-- BEGIN Records for processing --

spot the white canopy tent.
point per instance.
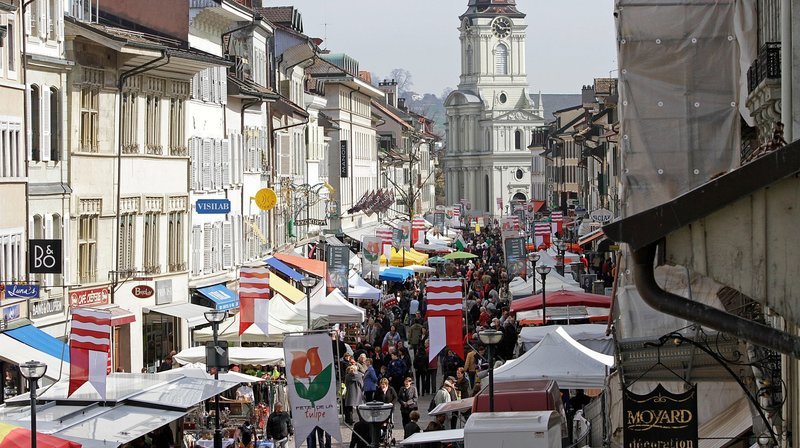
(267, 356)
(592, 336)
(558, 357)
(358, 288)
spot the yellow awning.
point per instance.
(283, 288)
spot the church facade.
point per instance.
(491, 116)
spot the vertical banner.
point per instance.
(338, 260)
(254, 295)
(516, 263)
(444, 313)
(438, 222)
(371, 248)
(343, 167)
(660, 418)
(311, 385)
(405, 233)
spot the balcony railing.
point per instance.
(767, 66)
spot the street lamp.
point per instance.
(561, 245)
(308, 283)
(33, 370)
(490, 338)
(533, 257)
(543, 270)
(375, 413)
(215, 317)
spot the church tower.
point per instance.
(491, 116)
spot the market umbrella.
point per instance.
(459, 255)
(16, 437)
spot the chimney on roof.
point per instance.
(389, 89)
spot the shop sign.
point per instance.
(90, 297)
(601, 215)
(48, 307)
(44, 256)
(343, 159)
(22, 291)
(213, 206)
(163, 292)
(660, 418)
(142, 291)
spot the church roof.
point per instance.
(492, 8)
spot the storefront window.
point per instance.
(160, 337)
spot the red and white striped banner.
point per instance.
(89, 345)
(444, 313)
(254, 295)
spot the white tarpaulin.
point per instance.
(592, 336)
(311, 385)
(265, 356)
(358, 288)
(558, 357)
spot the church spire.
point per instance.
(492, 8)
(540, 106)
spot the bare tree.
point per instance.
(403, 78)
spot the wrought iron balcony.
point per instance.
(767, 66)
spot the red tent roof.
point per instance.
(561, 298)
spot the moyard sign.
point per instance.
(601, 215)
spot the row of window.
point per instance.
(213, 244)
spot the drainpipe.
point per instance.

-- END Records for processing --

▶ _What the task asks_
Copy the lines of the records word for word, starting at the line with "spot the red and white striped banner." and continuing through the end of the records.

▶ _Solution to the exercise_
spot the red and white striped banner.
point per instance.
(89, 345)
(444, 313)
(254, 295)
spot the white tarpaulin.
point per instance.
(592, 336)
(311, 385)
(265, 356)
(358, 288)
(558, 357)
spot the church spire.
point per instance.
(492, 8)
(540, 106)
spot the bare tree.
point per instance.
(403, 78)
spot the wrought iron balcony.
point per instance.
(767, 66)
spot the red tent roof.
point per instance.
(561, 298)
spot the moyard sign.
point per instance.
(601, 215)
spot the row of window.
point per instance.
(213, 244)
spot the drainpipe.
point per instance.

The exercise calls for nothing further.